DESCRIPTION OF THE TASK: Reproduce the passage in the defence platoons thread from "## Bill Alexander" to "the RMR were?", word for word.

DOCUMENT SEGMENT:
==================================================

# Employment of Defence Platoons



## Bill Alexander (6 Jul 2000)

The Lorne Scots and Royal Montreal Regt were employed as defence platoons for brigade, corps, and army formations in WWII. (The RMR were used as regular infantry and badly mauled in the Scheldt campaign.) Does anyone have evidence of the insignia they wore in these tasks? (I had a Lt tunic to the Lorne Scots which was done up in Lorne flashes etc. He had armbands with TM on them, which I assume stood for Town Major.)Were the Lorne‘s ever used as combat infantry, as the RMR were?


----------



## madorosh (6 Jul 2000)

See BATTLE DIARY by Charlie Martin.  A platoon of Lonre Scots fought in the battle for the Channel Ports, replacing a platoon of the QOR.


----------



## madorosh (6 Jul 2000)

As for insignia, during my research I contacted the regiment and the CO himself sent me some info.  My friend also has an original BD Blouse, with Lorne Scot insignia (if you look at the colour plates in my book, there is a photo of it).  The formation badge was added in by myself for that shot.

I presume that the Lorne Scots platoons wore regimental flashes and the formation badge of the formation they wer assigned to.  Look at the Reader‘s Digest 2 volume set on Canadians at War, and you will see a nice photo of Lorne Scots wearing diamond shaped Corps badges with their regimental titles.

More soldiers served in Europe as Lorne Scots than as members of any other regiment, so their history tells us.

I don‘t know if other platoons beside the 3rd Div HQ platoon ever traded off.  I would presume they kept their own badges - in the frontline it was common to remove badges altogether, and since the steel helmet was worn instead of the balmoral/TOS, they wouldn‘t have stood out at all.

==================================================

PROVIDED MATERIAL:

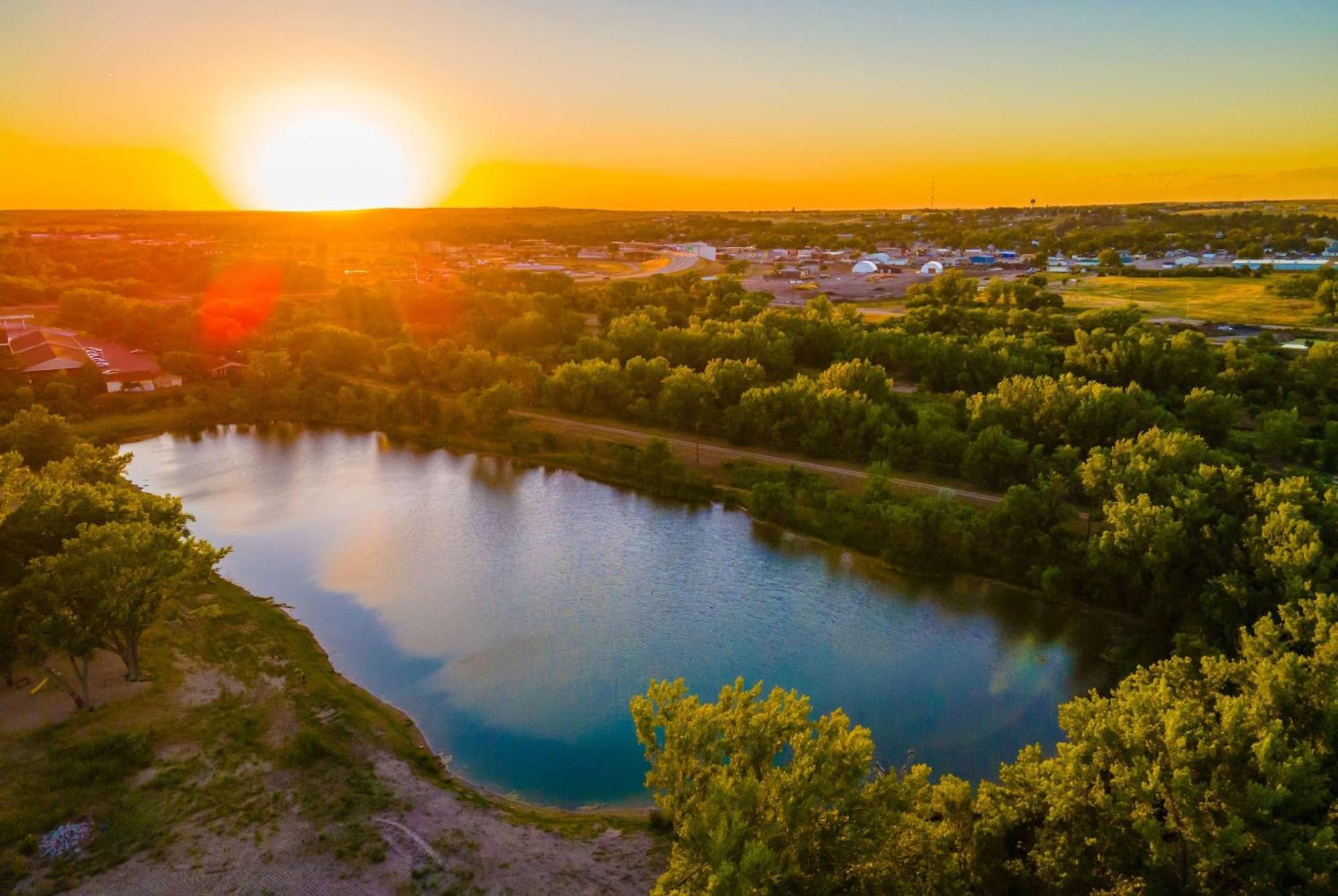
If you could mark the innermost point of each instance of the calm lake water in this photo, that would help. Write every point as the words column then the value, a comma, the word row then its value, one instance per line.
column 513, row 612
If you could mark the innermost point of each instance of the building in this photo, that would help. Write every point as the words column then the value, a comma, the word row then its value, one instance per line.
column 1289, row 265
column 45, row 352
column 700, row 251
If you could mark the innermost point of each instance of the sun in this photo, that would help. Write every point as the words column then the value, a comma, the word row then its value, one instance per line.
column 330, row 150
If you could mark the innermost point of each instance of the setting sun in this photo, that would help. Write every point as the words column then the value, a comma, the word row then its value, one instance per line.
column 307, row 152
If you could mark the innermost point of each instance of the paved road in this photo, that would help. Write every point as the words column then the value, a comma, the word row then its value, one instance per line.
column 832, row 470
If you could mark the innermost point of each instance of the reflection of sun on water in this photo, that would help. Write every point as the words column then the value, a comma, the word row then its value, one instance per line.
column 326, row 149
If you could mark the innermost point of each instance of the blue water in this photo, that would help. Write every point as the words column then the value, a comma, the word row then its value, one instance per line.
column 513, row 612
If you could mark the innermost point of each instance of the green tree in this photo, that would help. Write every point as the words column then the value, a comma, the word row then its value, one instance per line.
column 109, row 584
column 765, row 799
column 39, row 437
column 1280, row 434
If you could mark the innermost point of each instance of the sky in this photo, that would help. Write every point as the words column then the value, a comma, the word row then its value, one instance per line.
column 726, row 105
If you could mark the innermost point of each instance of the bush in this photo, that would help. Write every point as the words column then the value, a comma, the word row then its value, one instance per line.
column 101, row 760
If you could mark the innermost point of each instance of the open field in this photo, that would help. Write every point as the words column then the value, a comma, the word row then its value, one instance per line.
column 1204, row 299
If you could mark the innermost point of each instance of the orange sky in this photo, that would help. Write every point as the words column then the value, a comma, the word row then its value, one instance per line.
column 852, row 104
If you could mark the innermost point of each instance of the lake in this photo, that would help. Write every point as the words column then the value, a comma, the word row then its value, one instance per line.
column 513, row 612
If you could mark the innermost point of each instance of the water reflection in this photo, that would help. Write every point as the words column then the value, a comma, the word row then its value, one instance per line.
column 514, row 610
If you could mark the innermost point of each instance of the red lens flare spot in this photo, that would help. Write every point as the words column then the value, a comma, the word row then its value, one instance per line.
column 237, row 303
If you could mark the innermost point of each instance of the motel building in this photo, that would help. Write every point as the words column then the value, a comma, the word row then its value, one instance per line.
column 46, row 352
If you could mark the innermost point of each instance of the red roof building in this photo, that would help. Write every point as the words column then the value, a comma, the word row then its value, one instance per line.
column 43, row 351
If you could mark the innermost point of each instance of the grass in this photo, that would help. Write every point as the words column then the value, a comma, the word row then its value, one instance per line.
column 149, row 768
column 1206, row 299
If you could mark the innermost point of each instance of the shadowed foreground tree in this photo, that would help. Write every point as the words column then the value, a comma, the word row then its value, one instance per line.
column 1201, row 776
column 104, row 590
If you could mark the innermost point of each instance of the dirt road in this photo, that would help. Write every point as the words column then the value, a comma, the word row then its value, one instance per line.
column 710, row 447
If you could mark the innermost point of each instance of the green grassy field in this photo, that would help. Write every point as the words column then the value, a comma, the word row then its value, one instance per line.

==================================================

SOLUTION TO THIS PROBLEM:
## Bill Alexander (6 Jul 2000)

The Lorne Scots and Royal Montreal Regt were employed as defence platoons for brigade, corps, and army formations in WWII. (The RMR were used as regular infantry and badly mauled in the Scheldt campaign.) Does anyone have evidence of the insignia they wore in these tasks? (I had a Lt tunic to the Lorne Scots which was done up in Lorne flashes etc. He had armbands with TM on them, which I assume stood for Town Major.)Were the Lorne‘s ever used as combat infantry, as the RMR were?